Begin DATA ROWS

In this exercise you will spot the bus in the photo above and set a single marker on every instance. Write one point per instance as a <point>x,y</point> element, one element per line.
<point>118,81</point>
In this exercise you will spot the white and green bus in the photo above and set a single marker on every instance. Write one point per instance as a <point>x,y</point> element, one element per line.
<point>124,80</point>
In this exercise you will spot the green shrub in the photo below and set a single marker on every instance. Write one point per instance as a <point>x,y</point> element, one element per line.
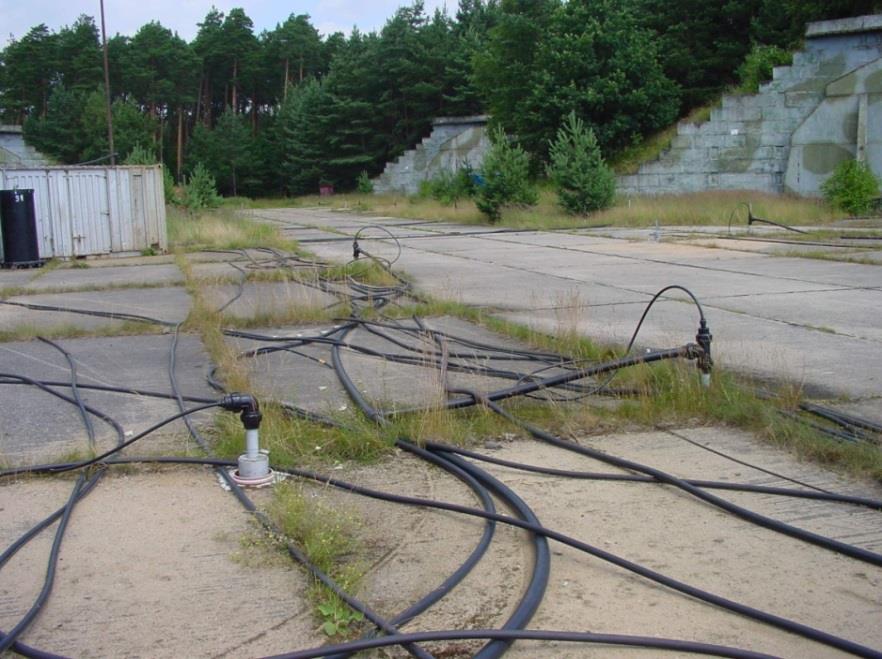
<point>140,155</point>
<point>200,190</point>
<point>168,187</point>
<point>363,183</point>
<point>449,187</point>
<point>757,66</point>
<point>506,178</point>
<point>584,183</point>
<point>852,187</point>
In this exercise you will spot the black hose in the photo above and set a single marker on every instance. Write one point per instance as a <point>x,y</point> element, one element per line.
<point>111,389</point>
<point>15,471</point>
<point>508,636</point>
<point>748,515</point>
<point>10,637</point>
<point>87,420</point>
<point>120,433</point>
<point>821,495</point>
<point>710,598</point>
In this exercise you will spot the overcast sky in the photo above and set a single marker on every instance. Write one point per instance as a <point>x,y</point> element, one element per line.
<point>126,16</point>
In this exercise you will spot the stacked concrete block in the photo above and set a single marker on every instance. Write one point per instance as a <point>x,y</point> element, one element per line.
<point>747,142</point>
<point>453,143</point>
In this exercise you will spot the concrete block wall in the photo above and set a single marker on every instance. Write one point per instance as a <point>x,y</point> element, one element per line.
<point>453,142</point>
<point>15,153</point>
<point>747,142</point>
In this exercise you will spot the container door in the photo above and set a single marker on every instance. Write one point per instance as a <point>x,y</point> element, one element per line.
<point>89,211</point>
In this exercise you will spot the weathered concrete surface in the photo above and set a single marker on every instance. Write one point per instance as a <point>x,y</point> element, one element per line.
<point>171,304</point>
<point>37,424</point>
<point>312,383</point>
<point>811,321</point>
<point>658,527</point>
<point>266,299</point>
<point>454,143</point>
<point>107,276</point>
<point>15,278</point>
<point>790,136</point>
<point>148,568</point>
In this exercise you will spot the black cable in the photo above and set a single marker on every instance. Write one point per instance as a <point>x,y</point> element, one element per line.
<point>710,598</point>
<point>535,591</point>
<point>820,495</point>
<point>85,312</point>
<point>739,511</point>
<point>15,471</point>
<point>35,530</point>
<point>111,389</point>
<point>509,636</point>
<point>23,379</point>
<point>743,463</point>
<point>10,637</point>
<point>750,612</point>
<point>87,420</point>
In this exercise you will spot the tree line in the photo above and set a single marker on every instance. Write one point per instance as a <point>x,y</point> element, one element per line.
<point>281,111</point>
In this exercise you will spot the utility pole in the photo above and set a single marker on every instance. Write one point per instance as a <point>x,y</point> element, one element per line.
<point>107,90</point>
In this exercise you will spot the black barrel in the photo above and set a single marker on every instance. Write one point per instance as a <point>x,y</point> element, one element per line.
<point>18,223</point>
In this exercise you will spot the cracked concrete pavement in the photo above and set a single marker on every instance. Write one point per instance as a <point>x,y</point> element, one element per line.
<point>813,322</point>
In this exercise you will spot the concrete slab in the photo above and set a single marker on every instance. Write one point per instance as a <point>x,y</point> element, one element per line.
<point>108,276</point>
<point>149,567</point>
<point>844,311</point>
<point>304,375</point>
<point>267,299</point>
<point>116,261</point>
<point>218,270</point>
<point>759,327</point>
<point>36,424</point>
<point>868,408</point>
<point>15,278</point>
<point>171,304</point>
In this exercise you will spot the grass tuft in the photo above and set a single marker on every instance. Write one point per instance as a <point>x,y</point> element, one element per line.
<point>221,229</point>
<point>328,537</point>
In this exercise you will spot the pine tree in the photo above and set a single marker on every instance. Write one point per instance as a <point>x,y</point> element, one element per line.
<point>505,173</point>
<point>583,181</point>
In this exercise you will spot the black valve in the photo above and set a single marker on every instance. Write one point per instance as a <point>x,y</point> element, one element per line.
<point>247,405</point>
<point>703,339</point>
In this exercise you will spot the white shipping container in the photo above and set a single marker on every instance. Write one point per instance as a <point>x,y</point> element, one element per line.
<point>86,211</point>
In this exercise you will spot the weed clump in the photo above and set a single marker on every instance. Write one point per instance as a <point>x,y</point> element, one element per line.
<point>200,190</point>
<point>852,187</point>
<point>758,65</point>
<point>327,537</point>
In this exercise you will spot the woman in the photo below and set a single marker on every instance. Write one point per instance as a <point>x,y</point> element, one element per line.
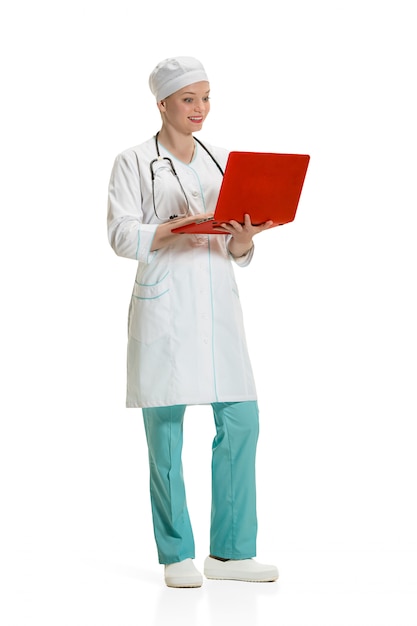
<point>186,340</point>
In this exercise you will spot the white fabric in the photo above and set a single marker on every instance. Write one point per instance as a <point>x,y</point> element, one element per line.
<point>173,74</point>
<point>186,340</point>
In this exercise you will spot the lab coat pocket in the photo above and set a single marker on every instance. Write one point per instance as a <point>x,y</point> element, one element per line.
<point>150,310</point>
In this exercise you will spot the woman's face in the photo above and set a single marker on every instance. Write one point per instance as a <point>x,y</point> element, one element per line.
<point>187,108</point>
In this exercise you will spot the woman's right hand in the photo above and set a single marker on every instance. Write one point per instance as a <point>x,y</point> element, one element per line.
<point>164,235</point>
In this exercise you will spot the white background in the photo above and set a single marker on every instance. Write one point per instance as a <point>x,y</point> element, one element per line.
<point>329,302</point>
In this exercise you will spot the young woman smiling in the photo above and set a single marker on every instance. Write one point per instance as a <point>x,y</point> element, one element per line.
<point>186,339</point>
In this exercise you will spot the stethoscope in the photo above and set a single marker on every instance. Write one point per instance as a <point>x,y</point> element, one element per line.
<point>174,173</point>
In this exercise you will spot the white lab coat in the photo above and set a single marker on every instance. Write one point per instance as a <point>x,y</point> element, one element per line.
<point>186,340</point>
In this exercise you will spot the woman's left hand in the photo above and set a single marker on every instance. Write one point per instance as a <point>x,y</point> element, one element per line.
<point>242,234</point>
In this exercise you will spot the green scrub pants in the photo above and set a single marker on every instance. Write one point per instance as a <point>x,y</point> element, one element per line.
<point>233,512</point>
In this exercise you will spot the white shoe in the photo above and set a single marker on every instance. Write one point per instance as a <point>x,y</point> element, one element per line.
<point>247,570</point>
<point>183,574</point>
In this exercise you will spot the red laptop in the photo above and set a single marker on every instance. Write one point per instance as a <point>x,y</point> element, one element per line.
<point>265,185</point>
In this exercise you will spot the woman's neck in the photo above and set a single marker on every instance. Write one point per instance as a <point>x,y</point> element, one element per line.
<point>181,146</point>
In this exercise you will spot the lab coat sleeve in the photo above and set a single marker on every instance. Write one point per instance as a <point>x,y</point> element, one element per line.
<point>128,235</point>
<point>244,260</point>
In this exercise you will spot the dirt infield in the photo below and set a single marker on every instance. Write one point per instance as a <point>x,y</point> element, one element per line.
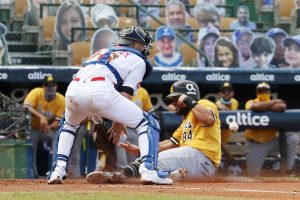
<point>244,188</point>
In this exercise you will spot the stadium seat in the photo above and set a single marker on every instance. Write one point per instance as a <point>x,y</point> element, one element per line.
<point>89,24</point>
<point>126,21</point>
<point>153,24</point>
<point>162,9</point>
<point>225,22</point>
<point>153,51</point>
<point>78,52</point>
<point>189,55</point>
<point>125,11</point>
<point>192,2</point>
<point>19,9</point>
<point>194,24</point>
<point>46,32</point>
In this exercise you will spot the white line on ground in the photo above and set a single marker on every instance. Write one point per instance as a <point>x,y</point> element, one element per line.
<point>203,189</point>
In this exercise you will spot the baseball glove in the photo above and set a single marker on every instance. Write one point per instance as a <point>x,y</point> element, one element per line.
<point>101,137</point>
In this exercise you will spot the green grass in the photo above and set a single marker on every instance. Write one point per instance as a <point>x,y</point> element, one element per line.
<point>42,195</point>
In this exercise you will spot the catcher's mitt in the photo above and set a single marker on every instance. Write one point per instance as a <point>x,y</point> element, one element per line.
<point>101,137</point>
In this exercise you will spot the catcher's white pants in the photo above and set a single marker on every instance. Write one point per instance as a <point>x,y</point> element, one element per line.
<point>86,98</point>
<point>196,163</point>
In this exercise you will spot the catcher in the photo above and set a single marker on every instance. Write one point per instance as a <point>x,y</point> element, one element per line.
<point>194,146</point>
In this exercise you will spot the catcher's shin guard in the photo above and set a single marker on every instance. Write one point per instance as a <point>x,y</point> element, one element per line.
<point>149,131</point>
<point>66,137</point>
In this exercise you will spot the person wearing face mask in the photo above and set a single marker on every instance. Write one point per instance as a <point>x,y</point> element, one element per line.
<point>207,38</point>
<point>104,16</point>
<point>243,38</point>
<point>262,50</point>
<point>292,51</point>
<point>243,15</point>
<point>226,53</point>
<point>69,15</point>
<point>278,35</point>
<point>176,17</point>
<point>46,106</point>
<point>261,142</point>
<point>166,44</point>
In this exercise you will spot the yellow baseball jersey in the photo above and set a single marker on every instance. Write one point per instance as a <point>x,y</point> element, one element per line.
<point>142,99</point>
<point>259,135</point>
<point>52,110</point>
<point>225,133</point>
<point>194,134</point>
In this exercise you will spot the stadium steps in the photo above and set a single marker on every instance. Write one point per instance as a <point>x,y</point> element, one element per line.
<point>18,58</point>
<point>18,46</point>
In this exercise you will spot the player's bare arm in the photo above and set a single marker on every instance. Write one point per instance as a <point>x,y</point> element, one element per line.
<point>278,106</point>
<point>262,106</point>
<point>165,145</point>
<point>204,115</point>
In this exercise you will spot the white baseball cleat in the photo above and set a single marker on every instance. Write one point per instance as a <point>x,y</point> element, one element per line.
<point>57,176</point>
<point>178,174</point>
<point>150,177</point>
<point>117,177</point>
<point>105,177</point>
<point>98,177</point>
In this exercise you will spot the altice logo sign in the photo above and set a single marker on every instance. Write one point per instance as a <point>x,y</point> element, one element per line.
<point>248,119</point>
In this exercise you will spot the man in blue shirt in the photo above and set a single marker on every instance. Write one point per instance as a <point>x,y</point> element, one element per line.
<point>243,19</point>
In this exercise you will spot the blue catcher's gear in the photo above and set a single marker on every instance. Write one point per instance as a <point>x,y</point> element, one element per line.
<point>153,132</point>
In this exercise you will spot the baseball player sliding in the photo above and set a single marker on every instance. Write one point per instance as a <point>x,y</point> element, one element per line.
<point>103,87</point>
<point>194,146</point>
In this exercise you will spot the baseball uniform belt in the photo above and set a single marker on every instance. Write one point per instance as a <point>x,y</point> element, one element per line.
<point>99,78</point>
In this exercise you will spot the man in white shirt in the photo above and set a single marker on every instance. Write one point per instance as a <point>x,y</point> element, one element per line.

End DATA ROWS

[STATED EXERCISE]
Can you rewrite every line of the data in the stretch from the line containing "In this exercise you will spot the catcher in" through the line containing "<point>166,44</point>", both ends included, with each coordinate value raised by 87 and all other text left as it is?

[ANSWER FOR THE TASK]
In this exercise you will spot the catcher in the photo above and set a single marker on every instance. Write one point per instance as a <point>x,y</point> element, one element per line.
<point>281,233</point>
In this exercise you will spot the catcher's shin guard in the photo above and set a single marker on every instance. Write one point per instance as a <point>x,y</point> element, one element per line.
<point>236,218</point>
<point>153,224</point>
In this exercise you will spot the person wearing face mask in the photo above and set a single marker on every instance. Write one point per instance as a <point>x,y</point> element, one element per line.
<point>294,125</point>
<point>191,103</point>
<point>330,125</point>
<point>349,137</point>
<point>379,138</point>
<point>330,102</point>
<point>313,140</point>
<point>156,102</point>
<point>365,122</point>
<point>263,104</point>
<point>133,193</point>
<point>348,229</point>
<point>253,131</point>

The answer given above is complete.